* GIVEN REQUEST:
Convert the rows below, from the line containing "Target: small dial marking" through the line containing "x=167 y=176", into a numbered list, leaving out any blank lines.

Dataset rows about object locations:
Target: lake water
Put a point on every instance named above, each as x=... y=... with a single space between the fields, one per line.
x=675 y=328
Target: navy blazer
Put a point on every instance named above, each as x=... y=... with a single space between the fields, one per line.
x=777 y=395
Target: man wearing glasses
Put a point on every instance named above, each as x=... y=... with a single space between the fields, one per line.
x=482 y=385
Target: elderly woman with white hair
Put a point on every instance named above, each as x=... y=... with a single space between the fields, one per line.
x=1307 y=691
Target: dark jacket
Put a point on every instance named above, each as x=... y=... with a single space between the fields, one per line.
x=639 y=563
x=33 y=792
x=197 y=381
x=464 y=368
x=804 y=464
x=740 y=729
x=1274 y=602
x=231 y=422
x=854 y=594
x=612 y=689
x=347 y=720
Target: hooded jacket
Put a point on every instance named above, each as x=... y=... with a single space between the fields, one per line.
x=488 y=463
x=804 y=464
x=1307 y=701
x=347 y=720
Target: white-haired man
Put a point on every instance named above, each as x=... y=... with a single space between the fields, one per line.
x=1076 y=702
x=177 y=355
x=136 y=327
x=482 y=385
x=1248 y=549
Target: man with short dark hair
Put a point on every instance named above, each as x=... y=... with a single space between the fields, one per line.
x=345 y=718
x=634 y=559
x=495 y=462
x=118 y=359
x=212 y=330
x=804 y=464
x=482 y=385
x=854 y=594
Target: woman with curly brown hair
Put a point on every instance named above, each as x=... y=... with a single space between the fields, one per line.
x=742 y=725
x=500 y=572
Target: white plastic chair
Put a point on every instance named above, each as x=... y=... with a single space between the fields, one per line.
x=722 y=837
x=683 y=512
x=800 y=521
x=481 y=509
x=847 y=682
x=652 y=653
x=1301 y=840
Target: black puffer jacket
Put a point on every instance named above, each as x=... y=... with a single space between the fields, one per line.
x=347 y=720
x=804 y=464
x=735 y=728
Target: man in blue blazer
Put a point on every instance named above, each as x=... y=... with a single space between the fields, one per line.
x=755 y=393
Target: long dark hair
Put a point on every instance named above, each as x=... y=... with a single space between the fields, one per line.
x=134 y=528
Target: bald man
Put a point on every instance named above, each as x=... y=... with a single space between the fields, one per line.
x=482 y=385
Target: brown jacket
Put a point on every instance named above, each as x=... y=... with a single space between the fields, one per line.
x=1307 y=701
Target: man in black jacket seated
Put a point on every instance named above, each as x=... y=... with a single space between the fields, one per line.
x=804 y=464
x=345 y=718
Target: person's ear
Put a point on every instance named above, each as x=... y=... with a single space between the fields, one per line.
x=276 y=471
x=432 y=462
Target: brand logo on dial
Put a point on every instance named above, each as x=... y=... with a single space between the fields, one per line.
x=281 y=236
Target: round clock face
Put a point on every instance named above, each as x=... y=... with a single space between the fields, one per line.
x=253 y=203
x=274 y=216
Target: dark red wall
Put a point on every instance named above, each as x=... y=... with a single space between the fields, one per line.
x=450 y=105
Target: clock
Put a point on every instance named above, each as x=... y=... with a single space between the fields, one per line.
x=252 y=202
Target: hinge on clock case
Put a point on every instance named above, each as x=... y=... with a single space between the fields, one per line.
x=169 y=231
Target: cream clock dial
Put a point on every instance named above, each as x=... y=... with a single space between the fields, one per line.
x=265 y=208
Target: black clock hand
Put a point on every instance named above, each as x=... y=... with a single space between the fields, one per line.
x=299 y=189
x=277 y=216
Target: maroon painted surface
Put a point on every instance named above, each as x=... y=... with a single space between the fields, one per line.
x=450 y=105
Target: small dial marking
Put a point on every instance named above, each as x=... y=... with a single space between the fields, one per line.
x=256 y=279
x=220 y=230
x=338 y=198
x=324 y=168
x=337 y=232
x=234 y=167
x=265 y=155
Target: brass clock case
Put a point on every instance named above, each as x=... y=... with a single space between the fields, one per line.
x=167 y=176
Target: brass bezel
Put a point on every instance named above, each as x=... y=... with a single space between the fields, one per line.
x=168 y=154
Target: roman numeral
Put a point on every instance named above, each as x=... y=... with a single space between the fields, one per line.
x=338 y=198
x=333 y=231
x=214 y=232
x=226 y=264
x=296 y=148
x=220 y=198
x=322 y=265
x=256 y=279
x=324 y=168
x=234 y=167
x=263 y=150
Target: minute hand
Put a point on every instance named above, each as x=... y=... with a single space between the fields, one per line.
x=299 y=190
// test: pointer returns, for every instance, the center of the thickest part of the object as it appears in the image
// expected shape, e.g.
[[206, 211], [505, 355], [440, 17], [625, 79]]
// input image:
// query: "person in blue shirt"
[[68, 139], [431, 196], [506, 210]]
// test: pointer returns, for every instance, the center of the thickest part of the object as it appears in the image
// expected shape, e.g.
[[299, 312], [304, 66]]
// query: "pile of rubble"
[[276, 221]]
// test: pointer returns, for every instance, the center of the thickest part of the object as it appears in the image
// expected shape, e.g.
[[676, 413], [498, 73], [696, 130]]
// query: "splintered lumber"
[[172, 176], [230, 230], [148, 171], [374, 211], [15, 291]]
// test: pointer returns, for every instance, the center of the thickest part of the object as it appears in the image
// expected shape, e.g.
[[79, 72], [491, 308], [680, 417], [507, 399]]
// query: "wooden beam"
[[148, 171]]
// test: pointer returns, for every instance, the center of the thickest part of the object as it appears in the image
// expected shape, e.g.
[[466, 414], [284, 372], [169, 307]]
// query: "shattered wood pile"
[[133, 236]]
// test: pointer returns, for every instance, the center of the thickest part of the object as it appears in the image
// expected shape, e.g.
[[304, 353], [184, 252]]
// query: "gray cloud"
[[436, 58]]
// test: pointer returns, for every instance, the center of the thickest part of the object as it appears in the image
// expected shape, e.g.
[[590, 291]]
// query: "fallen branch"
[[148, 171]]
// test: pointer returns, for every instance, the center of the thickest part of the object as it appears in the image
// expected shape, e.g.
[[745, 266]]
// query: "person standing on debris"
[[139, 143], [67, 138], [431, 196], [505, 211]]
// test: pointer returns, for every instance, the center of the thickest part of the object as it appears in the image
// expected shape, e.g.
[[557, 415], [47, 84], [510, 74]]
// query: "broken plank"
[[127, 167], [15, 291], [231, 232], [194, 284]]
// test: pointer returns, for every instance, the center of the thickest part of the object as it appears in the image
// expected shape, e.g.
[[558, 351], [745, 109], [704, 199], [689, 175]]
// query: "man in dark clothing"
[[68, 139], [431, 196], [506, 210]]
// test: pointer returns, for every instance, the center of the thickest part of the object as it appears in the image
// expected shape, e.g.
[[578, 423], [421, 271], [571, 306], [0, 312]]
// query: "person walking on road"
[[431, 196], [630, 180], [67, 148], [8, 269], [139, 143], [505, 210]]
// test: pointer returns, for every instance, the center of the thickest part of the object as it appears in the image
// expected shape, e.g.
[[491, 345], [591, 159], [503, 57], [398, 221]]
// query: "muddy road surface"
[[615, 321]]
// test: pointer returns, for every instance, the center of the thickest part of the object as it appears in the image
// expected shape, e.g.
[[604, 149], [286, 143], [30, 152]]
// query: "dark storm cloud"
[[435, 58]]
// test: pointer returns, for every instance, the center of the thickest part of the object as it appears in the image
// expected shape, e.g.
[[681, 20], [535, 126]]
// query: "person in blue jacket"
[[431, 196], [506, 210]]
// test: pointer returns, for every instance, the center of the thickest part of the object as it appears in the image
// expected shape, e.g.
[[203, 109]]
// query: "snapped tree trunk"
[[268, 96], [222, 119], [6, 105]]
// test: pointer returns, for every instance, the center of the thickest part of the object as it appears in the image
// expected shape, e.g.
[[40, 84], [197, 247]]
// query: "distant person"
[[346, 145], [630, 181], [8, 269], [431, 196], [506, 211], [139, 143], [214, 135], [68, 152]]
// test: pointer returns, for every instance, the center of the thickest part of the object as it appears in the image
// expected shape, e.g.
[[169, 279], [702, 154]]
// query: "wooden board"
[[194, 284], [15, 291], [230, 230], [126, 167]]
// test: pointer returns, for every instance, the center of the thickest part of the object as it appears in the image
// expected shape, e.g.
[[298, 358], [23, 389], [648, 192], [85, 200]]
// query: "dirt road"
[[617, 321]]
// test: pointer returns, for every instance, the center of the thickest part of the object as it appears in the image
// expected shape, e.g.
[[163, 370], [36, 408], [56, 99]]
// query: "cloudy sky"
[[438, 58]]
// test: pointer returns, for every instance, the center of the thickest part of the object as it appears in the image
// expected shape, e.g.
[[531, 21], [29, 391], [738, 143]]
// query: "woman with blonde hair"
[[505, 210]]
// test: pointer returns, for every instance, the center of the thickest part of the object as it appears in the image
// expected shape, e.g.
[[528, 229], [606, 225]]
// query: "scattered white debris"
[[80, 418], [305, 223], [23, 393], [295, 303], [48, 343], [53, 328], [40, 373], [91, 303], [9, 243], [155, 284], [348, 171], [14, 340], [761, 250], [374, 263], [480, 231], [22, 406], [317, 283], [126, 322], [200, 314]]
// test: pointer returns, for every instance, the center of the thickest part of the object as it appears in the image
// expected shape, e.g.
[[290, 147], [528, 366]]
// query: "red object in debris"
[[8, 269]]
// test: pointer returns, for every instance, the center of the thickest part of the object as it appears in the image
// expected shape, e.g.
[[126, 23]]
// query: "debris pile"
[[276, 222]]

* EXPECTED ANSWER:
1. Target: small dial marking
2. Put a point on every instance named above, each as x=... y=... with a single space between the fields, one per line.
3. x=256 y=279
4. x=220 y=230
5. x=338 y=198
6. x=324 y=168
7. x=337 y=232
8. x=234 y=167
9. x=265 y=155
10. Target: brass clock case
11. Put a point on every instance named above, each as x=... y=... with a single space between the fields, one per line.
12. x=167 y=176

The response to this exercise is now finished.